Task instructions >> Show every line in the entries below that contains the string "surface". Treat uppercase and lowercase letters as different.

------------------------------------------------------------

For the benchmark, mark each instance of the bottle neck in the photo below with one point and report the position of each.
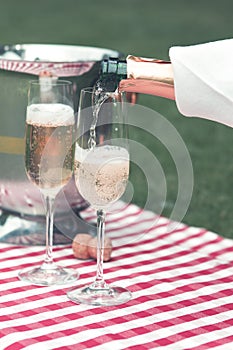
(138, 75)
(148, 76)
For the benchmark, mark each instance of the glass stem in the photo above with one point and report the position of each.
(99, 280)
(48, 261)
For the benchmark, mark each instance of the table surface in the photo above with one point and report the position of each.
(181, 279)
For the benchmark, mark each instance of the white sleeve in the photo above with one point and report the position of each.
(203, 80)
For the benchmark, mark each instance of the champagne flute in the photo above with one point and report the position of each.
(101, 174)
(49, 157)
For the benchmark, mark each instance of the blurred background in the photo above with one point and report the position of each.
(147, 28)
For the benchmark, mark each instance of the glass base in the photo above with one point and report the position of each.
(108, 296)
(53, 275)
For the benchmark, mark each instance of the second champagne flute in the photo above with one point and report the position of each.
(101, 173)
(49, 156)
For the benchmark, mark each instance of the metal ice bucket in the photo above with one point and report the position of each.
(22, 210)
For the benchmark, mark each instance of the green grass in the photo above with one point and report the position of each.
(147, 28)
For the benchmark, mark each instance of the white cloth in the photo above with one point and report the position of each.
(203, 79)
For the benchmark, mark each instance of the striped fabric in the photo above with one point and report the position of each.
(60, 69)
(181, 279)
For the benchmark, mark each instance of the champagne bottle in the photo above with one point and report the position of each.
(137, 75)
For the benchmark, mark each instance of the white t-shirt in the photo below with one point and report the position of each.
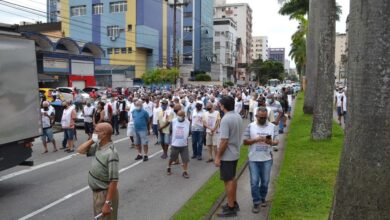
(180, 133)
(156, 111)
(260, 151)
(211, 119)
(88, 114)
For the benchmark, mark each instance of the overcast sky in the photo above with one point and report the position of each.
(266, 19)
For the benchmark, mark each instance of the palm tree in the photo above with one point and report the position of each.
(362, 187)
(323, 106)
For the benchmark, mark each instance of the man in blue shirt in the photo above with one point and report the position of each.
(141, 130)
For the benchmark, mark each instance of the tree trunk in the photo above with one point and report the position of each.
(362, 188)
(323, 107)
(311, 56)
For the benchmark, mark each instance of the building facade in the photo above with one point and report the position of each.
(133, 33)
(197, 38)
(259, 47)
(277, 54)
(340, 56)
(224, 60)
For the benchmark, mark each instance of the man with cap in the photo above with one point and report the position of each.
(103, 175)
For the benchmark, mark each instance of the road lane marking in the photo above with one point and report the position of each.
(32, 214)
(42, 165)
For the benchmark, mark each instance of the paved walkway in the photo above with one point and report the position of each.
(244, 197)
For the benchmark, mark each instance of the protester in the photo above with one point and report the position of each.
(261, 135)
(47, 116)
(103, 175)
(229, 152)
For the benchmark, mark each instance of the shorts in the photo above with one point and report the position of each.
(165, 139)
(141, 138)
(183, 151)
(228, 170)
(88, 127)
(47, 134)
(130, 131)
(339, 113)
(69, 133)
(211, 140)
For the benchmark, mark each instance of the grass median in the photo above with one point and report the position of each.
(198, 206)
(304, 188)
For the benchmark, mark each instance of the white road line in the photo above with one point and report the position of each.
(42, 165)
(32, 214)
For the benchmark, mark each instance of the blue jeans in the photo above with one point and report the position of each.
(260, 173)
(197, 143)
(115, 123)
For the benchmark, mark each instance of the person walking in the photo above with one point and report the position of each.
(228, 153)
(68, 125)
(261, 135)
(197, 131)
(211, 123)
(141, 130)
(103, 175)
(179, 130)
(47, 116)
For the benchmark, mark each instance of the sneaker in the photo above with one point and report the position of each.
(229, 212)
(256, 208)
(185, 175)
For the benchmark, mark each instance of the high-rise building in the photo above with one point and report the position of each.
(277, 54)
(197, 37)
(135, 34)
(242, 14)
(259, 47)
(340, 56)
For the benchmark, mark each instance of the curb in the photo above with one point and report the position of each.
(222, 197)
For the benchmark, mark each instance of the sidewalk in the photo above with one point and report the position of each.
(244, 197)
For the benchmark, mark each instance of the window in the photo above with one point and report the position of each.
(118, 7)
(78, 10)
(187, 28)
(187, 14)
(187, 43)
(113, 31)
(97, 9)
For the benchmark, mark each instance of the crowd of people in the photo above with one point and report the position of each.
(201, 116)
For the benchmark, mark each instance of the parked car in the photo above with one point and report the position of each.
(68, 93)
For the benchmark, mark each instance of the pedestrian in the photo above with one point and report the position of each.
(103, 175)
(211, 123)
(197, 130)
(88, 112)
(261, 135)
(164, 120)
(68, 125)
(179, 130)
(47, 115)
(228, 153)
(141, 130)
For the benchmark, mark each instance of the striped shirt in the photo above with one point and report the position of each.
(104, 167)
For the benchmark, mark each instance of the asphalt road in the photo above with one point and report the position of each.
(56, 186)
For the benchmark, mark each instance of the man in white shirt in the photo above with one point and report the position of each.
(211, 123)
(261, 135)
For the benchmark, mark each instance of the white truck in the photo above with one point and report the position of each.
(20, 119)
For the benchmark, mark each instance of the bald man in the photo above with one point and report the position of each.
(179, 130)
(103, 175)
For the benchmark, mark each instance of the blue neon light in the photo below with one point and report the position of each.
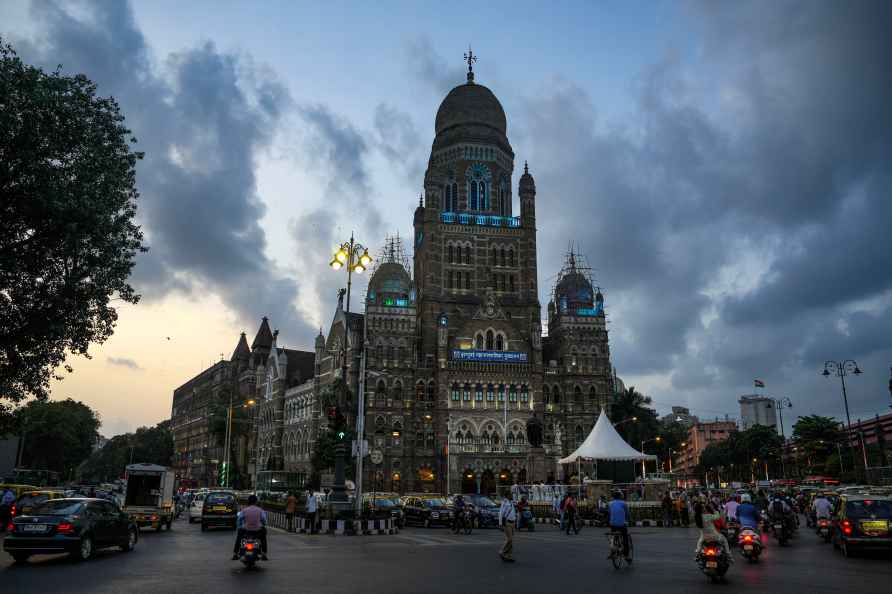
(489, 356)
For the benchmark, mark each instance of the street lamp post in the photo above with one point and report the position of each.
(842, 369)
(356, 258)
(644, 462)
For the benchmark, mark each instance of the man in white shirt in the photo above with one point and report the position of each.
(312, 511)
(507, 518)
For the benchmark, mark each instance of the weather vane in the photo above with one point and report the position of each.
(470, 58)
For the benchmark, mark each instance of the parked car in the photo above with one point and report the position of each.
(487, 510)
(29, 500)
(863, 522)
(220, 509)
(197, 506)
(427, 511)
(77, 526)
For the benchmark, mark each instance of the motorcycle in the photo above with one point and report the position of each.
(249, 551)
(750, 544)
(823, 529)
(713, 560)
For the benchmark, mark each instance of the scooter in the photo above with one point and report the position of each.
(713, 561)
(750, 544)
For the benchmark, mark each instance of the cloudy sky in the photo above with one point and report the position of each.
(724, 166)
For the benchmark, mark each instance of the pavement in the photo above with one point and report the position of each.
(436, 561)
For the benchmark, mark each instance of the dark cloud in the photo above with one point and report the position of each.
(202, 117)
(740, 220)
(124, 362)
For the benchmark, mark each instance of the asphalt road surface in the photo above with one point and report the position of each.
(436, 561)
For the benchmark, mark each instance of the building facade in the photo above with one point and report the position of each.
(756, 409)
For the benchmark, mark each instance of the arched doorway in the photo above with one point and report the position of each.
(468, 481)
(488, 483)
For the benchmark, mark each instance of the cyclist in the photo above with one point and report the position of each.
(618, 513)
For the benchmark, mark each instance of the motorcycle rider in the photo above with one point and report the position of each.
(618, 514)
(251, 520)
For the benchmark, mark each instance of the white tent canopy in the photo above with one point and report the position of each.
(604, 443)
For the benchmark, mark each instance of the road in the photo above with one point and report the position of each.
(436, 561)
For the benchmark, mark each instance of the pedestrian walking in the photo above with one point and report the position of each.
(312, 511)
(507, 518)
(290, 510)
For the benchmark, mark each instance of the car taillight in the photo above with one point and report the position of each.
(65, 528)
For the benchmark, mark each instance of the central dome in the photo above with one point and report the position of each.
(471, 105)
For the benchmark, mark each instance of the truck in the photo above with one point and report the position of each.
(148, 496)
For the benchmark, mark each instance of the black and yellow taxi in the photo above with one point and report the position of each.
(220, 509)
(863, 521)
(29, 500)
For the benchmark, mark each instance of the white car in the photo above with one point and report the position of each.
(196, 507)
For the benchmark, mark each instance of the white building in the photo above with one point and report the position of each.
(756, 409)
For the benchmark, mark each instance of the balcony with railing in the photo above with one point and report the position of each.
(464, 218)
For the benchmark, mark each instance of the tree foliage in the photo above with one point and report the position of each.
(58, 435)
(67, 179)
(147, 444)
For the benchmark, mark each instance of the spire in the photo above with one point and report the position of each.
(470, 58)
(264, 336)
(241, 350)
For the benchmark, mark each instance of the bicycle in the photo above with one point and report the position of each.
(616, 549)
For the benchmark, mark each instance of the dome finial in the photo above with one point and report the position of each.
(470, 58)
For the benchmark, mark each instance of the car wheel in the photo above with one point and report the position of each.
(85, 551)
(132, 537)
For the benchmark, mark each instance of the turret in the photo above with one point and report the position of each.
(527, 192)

------------------------------------------------------------

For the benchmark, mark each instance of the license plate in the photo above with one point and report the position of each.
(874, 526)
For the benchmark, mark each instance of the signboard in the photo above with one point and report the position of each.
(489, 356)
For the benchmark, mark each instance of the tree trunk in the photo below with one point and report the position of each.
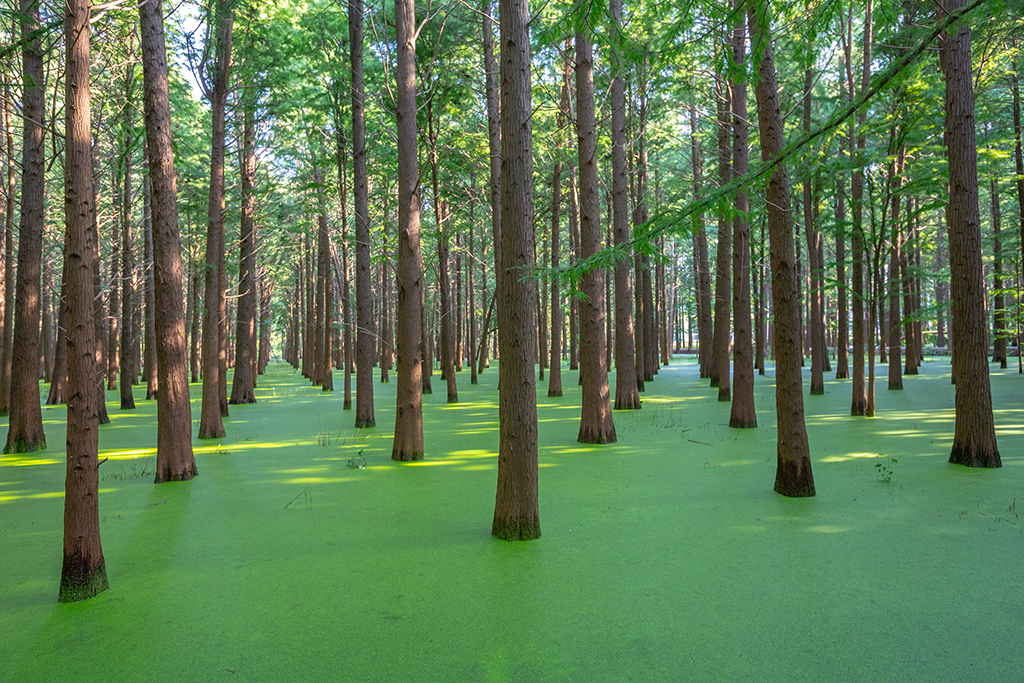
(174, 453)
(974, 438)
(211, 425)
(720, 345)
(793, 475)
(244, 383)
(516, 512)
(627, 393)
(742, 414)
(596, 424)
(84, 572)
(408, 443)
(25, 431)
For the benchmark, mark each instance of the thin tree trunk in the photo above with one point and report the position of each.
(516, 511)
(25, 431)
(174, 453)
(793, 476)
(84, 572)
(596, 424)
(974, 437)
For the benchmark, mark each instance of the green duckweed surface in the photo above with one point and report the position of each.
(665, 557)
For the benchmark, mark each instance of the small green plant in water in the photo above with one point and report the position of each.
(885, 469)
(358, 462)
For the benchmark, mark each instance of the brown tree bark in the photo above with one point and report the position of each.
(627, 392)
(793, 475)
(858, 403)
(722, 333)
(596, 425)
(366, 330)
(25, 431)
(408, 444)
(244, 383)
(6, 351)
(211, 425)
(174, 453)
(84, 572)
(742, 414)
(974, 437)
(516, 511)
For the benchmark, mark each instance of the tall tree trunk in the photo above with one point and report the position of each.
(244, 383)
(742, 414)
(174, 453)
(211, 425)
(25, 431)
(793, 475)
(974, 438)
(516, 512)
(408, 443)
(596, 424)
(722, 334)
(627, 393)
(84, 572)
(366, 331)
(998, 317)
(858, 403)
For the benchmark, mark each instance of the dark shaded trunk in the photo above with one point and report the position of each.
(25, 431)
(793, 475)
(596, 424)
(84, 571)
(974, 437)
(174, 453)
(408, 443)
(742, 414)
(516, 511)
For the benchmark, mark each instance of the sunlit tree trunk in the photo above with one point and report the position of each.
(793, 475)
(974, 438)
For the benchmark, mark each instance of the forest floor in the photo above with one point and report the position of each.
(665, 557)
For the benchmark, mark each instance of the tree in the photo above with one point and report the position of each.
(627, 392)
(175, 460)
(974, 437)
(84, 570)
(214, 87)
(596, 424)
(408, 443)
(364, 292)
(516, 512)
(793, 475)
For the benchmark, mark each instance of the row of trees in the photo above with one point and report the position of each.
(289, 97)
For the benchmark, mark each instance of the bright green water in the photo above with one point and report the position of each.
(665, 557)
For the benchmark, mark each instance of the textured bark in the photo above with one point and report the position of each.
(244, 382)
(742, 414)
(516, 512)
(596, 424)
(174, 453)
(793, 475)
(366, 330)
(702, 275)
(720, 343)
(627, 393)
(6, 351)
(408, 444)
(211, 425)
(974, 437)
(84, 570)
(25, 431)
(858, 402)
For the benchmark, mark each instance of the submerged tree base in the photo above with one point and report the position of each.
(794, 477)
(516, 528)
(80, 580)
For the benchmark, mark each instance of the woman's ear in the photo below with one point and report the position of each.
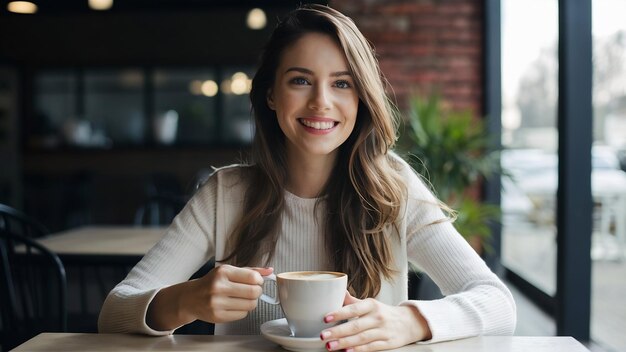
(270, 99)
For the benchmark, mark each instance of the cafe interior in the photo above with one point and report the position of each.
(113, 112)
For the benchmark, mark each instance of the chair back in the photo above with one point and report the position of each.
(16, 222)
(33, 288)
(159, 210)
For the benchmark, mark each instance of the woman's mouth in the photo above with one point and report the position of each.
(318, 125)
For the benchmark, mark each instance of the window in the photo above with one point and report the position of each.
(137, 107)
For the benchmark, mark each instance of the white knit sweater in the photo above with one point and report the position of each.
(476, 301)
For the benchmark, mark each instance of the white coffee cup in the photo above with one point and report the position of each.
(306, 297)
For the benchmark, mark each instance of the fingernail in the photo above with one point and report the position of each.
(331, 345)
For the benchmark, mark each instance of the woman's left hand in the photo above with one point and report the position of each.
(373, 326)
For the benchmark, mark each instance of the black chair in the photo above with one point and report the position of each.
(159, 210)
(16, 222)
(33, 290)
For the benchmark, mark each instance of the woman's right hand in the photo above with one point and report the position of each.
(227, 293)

------------------------------------------------------------

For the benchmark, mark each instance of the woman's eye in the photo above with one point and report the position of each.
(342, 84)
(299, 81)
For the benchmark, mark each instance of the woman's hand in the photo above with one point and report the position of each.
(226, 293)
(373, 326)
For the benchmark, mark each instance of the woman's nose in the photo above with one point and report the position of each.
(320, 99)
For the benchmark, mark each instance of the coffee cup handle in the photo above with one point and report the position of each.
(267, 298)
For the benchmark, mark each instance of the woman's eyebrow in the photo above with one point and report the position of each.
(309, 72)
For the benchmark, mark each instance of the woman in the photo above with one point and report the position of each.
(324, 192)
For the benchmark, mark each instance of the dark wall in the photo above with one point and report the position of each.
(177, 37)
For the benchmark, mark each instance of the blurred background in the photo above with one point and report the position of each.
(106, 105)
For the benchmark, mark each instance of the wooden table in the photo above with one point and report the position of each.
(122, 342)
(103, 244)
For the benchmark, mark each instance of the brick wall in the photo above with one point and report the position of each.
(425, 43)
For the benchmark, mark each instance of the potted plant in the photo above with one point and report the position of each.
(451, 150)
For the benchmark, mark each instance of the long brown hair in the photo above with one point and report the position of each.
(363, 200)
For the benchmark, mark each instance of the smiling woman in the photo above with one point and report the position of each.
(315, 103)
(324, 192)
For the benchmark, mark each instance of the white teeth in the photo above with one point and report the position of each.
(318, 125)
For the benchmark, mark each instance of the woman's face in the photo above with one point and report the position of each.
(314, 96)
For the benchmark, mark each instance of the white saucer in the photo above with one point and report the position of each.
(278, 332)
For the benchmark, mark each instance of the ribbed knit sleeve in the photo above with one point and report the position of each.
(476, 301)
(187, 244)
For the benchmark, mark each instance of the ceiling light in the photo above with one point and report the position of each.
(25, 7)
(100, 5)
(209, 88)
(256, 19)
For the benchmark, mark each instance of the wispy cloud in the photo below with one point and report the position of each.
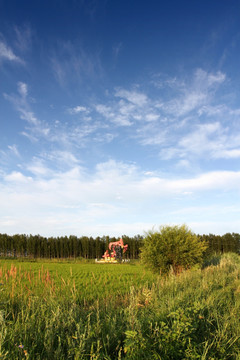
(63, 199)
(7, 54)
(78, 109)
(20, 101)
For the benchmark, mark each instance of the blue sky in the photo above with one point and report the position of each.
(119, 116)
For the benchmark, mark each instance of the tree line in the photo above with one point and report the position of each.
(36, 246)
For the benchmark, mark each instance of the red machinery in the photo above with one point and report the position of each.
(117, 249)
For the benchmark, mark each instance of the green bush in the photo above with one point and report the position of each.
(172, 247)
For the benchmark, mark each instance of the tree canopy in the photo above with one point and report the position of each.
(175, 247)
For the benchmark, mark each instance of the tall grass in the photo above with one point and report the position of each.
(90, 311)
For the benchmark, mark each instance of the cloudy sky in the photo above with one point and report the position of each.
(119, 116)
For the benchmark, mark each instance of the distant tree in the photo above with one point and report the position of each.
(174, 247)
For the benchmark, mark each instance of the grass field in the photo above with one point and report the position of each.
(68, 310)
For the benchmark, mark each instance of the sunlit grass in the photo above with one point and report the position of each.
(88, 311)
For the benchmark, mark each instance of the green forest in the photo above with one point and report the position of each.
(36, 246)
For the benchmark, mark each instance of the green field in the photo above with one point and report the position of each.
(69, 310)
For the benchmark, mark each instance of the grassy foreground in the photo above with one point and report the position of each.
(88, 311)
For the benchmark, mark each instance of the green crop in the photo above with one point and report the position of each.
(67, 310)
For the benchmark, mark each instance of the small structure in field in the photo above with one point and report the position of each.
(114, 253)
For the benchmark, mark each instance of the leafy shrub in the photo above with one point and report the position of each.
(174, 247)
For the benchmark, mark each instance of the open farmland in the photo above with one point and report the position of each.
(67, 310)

------------------------------------------------------------

Completed task >>
For the benchmark, mark each instance of the table surface in the photo above with one point and report the position of each.
For the benchmark, mark each instance of the asphalt road surface in the photo above with one point and report the position of each.
For the benchmark, mark each instance of the green duckweed surface in the photo above with one point and report the position of each.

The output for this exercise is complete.